» Written tasks
1. Please rewrite the paragraph that begins "How do you like the strap so far?" from the thread about Ukraine NATO straps below as a short bulleted list, keeping its main facts.
2. Answer these questions using the thread about Ukraine NATO straps below:
(a) In the March 24 availability list, which seller offered pre-orders, and when was shipping expected?
(b) According to howards4th's post, where do the proceeds from the Strap Mill Canada strap go?
(c) Which watch's OEM strap does utzelu call the best NATO strap they've experienced?

» Text block
☆ ☆ ☆ ☆ ☆

# List of Ukraine NATO Straps available



## Packleader

For those looking for blue and yellow Ukraine straps (especially those sending donations to the Red Cross, etc), this is the current availability as of today (March 24):

*Strap Mill Canada* - Pre-orders available (expected shipping in mid-April).

*Bark & Jack* - Sold out.

*Cheapest Nato Straps* - Sold out.

*The Strap Tailor* - Sold out.

*Zulu Alpha Strap* - Sold out.

*Erika's Originals *- Available in non-NATO only (thanks @sathomasga !)


If anyone knows of any others for sale or in production, please post in this thread and I will do my best to update the list. Thank you.


----------



## sathomasga

Erika's Originals MN


----------



## iehrenwald

I hope that the various companies will eventually restock for those of us that missed out on the first wave of straps.


----------



## Deity42

I understand there's probably some challenges with getting suppliers to gear up this quickly, but I would hope these are not limited production items.

I didn't get in right away because of a few reasons, but would like the option in the future.


----------



## howards4th

I ordered back in March. 
They Just started shipping last week. Mine came in mail today.






__





SMC Strap Mill Canada


A Canadian company providing quality NATO and leather watch straps at affordable prices.




www.strapmillcanada.com












Good quality, nice colors. 
*100% of the proceeds will be donated to the Canadian Red Cross Ukraine Humanitarian Crisis Appeal*


----------



## johncomer

Looks great, I’m also waiting on my 20 and 22mm SMC Ukraine NATO.


----------



## Cosmodromedary

Thanks for creating the thread, I think this is a nice way of showing support.

I ordered the 22mm SMC because that and the Erika's seem to be the only options still available right now. I too am hoping for some restocks in the near future!


----------



## StufflerMike

SMC is in










More pics on the SMC thread


----------



## Chuck Gladfelter

I got mine from cheapestnatostraps. The money from them goes to Ukraine 🇺🇦 relief.


----------



## VaEagle

When I ordered this special Ukraine charitable edition NATO strap from The Strap Tailor several weeks ago, I wondered whether Ukraine would still be standing as an independent, democratic nation by the time the strap arrived. Despite a brutal assault by a country 10 times its size, the Ukrainian people are still fighting back. Kudos to them! I am humbled by their bravery. And thank you to The Strap Tailor, like so many others, for stepping up to support Ukraine.


----------



## utzelu

VaEagle said:


> When I ordered this special Ukraine charitable edition NATO strap from The Strap Tailor several weeks ago, I wondered whether Ukraine would still be standing as an independent, democratic nation by the time the strap arrived. Despite a brutal assault by a country 10 times its size, the Ukrainian people are still fighting back. Kudos to them! I am humbled by their bravery. And thank you to The Strap Tailor, like so many others, for stepping up to support Ukraine.
> 
> View attachment 16622121


How do you like the strap so far? I got one myself and while it looks very good and quality, comfort wise is appalling. The strap is so stiff that it doesn’t conform to the wrist properly. I am not sure if it gives up with time. With other, cheaper NATO straps, you can’t really tell they’re made of plastic, but with this one you can and even feel like plastic.


----------



## VaEagle

I'd say the quality of the strap is middle of the pack. I've had some NATOs that feel thick, yet soft and flexible (those are the best) and others that feel thin and hard and almost cut you (obviously the worst). This one is pretty stiff, but I appreciate the thickness. Like I said, I've had worse.


----------



## utzelu

Yeah, I like thick NATO straps but soft and flexible. The best one I experienced is the OEM one on my Hamilton Paneurop. Thick yet so flexible and comfortable.

I am hoping that the Strap Tailor one will give in after some time.


----------

☆ ☆ ☆ ☆ ☆

» Dataset content
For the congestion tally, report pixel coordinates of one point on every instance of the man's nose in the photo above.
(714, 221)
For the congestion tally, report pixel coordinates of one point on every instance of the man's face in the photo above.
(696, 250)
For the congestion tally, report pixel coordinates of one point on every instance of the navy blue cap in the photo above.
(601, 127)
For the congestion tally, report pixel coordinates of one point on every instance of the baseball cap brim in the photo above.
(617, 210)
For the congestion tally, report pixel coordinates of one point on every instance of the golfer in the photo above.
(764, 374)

☆ ☆ ☆ ☆ ☆

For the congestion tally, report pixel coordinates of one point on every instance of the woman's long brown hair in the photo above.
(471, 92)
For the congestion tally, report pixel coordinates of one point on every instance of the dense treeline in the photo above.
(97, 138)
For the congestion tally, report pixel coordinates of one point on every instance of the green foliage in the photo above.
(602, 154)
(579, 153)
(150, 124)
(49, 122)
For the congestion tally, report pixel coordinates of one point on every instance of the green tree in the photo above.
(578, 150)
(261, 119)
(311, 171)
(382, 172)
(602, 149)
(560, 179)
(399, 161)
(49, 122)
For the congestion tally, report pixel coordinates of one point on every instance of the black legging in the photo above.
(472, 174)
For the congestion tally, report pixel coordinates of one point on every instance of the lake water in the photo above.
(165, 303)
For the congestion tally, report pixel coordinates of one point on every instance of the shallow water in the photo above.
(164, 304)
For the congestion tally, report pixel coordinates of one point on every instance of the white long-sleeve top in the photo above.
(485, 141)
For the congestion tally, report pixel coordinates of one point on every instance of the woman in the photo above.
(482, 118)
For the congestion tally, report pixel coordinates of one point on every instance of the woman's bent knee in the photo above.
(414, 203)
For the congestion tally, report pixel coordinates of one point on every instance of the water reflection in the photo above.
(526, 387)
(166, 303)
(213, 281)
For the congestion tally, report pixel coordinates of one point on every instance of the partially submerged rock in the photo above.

☆ ☆ ☆ ☆ ☆

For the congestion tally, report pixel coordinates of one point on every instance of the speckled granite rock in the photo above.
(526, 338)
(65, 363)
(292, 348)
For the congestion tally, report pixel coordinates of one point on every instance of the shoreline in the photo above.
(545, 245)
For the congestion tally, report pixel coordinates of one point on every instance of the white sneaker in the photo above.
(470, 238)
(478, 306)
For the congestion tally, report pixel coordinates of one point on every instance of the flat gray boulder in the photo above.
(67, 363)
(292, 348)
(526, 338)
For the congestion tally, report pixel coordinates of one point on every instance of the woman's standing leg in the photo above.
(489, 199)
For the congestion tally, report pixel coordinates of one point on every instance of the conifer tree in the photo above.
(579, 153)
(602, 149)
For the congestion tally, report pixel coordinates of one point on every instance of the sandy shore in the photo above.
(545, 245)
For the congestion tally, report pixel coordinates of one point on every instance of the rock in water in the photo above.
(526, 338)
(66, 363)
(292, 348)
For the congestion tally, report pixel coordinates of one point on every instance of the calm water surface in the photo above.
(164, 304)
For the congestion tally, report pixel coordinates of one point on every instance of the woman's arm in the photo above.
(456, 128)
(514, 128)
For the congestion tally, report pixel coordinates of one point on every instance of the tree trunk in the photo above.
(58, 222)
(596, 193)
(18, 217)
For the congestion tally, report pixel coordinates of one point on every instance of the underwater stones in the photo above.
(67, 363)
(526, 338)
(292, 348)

☆ ☆ ☆ ☆ ☆

» Answers for the exercise
1.
- Asks how the other poster likes the strap so far.
- The writer owns one too. It looks very good and well made, but its comfort is appalling.
- It is so stiff that it doesn't conform properly to the wrist. The writer is unsure whether it will soften with time.
- Other, cheaper NATO straps don't reveal that they're plastic, but this one does and even feels like plastic.

2.
(a) Strap Mill Canada, with shipping expected in mid-April.
(b) All of the proceeds (100%) go to the Canadian Red Cross Ukraine Humanitarian Crisis Appeal.
(c) The Hamilton Paneurop.